Grayson County TXGenWeb
"Denison Doings"



 
 
 
Dallas Morning News
17 June 1887

DENISON DOINGS
   _________
Hymeneal - Methodist Conference in Session - A New Addition

DENISON, Tex., June 16. - The marriage of M. H. Black and Miss Rosa Fisher took place last night at the corner of Owen Street and Myrick Avenue, where a large number of friends assembled to witness the ceremony and extend their congratulations to the young couple, who received a number of handsome presents.
The M. E. Conference is now under headway, with about seventy-five visiting clergymen representing Grayson County in attendance.  Much interest is manifested, and a great deal of good will derived from it.  Meetings are held in the morning and evenings, with a general invitation to all to attend.
The Denison Land and Improvement Company is making preparations for a large addition to the city of Denison what is known now as Woodland, one of the most beautiful pieces of land for residences anywhere in the state.

Dataset entries:

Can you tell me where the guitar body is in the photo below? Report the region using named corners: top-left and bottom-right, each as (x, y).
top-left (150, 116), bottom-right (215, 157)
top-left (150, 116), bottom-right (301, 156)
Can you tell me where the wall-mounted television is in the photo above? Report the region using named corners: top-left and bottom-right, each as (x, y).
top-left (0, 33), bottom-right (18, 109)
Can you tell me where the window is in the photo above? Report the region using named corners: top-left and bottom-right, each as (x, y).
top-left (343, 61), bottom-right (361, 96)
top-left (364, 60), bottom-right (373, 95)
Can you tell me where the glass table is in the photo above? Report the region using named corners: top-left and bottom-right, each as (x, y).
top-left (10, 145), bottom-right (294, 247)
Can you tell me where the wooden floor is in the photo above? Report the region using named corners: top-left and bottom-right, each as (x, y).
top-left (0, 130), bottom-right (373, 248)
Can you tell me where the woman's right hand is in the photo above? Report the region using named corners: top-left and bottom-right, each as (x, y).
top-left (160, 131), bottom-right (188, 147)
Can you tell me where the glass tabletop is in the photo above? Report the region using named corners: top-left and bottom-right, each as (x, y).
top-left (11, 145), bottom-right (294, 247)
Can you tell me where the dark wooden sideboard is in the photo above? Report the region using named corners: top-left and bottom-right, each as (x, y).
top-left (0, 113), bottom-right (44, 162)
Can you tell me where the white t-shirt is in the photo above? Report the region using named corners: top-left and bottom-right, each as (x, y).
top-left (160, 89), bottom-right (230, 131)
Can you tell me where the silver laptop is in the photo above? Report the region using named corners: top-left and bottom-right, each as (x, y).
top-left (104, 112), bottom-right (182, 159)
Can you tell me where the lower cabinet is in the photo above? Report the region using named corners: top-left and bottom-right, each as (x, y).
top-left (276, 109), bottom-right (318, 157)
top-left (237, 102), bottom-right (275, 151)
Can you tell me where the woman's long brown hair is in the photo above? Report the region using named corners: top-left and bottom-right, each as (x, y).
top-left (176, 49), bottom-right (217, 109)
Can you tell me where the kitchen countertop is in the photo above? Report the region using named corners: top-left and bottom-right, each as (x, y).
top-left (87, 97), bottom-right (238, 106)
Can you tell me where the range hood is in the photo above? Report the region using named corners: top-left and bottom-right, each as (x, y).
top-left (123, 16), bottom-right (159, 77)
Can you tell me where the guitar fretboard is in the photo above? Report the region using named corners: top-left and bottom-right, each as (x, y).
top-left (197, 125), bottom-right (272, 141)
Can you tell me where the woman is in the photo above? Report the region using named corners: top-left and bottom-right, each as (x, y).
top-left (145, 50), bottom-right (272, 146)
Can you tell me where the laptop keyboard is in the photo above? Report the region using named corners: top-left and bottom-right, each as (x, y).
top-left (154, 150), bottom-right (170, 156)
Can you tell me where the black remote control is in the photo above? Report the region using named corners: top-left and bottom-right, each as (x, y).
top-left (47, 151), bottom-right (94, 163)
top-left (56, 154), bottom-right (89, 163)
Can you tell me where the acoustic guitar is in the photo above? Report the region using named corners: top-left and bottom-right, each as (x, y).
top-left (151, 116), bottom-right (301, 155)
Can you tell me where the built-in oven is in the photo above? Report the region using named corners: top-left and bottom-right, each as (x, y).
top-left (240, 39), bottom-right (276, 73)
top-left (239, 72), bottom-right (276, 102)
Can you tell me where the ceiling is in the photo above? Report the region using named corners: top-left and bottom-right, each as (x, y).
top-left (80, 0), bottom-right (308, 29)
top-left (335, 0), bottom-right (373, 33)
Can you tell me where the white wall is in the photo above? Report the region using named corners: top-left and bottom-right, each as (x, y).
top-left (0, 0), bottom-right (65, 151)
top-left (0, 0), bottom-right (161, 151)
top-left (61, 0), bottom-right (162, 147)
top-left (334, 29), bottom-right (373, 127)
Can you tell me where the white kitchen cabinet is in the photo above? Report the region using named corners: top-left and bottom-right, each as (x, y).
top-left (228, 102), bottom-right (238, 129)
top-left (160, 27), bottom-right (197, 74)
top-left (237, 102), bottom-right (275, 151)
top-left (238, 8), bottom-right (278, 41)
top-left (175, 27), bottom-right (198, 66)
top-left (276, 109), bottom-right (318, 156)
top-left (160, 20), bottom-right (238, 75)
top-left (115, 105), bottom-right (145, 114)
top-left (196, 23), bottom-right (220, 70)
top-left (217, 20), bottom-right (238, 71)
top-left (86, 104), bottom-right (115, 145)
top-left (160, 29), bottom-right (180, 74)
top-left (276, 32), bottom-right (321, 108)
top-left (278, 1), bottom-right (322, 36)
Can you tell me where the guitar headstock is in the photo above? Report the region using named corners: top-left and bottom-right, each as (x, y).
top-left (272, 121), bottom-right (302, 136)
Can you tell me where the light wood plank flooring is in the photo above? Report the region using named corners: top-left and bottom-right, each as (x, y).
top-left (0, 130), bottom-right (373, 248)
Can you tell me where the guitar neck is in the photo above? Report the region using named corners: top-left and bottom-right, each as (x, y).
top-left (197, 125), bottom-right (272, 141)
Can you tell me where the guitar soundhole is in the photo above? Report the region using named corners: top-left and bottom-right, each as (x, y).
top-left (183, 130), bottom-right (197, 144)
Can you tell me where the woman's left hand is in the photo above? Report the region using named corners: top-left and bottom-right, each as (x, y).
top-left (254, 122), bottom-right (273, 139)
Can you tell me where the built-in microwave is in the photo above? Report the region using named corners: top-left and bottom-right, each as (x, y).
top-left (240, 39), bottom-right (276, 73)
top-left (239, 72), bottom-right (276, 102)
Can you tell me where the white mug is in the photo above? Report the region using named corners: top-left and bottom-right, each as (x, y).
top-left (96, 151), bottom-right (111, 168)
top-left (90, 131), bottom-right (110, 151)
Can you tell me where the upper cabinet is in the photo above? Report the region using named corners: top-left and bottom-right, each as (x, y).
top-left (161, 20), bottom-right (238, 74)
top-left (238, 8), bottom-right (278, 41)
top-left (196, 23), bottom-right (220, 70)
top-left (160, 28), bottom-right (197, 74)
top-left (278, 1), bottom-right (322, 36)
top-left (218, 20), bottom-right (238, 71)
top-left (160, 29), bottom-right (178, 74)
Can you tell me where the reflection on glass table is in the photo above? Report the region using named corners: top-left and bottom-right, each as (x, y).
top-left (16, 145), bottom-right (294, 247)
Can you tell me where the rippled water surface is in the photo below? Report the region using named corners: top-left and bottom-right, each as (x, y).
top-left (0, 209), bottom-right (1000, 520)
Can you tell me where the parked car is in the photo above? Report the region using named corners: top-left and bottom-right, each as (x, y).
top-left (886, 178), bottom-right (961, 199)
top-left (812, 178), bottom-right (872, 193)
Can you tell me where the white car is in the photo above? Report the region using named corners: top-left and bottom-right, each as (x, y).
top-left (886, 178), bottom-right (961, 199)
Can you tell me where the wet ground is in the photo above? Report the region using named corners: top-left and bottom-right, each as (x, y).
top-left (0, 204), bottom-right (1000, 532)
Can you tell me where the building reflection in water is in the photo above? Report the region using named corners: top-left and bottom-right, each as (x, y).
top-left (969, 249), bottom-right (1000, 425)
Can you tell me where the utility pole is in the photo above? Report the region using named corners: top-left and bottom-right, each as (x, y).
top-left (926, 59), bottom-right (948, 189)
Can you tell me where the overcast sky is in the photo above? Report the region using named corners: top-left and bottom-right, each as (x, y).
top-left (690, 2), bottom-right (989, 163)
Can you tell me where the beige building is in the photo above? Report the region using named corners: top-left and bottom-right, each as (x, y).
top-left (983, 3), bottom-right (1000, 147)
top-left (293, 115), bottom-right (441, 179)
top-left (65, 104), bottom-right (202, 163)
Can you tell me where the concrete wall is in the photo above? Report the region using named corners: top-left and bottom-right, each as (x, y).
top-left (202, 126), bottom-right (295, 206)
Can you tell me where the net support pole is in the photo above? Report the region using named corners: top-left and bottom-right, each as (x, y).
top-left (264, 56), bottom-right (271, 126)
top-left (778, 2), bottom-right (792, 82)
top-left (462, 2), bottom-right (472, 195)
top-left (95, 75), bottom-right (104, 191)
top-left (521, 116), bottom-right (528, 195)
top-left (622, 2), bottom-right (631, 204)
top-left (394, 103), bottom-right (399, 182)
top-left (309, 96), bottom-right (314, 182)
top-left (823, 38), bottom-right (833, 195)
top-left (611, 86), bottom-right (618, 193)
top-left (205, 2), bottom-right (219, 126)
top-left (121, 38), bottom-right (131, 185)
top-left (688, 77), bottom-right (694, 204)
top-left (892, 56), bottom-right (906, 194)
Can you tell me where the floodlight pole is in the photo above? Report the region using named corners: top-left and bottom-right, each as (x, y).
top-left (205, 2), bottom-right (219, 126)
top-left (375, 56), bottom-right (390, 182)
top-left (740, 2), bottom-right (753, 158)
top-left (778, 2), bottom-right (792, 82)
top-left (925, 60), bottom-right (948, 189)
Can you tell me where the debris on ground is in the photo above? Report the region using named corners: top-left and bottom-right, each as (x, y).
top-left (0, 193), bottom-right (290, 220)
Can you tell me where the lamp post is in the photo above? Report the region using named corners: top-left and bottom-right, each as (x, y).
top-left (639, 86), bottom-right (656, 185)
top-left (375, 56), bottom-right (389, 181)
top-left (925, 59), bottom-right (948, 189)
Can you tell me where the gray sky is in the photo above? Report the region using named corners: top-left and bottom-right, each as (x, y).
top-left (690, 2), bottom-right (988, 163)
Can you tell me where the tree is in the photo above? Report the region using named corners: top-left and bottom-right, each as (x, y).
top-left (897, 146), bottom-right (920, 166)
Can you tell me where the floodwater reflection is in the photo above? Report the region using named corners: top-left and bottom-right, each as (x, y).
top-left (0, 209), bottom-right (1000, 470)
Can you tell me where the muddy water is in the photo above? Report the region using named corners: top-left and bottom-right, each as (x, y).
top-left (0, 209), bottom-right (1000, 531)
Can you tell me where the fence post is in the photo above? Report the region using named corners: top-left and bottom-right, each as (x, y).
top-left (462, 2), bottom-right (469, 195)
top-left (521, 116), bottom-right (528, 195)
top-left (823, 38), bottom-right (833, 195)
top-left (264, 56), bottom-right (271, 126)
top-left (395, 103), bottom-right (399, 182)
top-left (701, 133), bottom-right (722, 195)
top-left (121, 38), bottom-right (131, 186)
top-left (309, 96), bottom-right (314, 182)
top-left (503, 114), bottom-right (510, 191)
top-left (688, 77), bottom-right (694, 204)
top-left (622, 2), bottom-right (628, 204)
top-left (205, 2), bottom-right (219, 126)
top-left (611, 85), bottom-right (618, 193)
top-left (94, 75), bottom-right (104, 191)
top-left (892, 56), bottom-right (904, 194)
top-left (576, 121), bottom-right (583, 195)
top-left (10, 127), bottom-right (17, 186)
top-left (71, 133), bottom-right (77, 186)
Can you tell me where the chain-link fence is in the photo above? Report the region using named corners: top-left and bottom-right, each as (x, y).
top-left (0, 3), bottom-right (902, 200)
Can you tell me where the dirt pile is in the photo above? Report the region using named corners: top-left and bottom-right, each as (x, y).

## Given task 1:
Identify every line in the listing that contains the word "cabinet", and copy each such line in full.
## Given task 2:
Continue the 1887 Denison news report from the point where it stops.

## Result 1:
Can you tell me where the lower cabinet is in the photo above? Report the region using named corners: top-left and bottom-right, each as (x, y).
Can you tell me where the white kitchen cabinet is in the photo above? Report the region using named corners: top-left and bottom-right, each as (x, y).
Can you tell me where the upper cabinet is in the photo above? Report the region using named corners: top-left and bottom-right, each as (x, y).

## Result 2:
Active work has begun again on the switches in the south part of the city for the Missouri Pacific, and as soon as they are finished work will commence on the new shops.



Dallas Morning News
14 September 1893

Wagon Road Leading Into Denison
 
DENISON, Tex., Sept. 13. - Members of the Grayson County commissioners' court came over to Denison at noon to-day and spent two or three hours looking over the wagon road leading into the city from the east.  Within the last two years over $5000 has been spent in building culverts, erecting a bridge and in cutting down what are known as the Papan hills.  The work is in an unfinished condition.  A retaining wall of stone will be put up immediately and the county road gang will be put to work in a short time, grading down the last hill and raising the last fill.  So far two hills have been cut down and four fills made.  The dumps are twenty-six feet at their highest point and are from 100 to 300 feet in length.



Dallas Morning News
19 August 1893

Given Her Liberty

DENISON, Tex., Aug. 18. - The young lady, Miss Nellie Hodges, who was detained by the officers of Denison yesterday, charged with wearing man's clothing in a public place, was given her liberty this morning.  At 2:10 this evening she left over the Missouri, Kansas and Texas for Greenville.
Work began to-day on the $5000 frame residence to be erected at the corner of Sears street and Burnett Avenue.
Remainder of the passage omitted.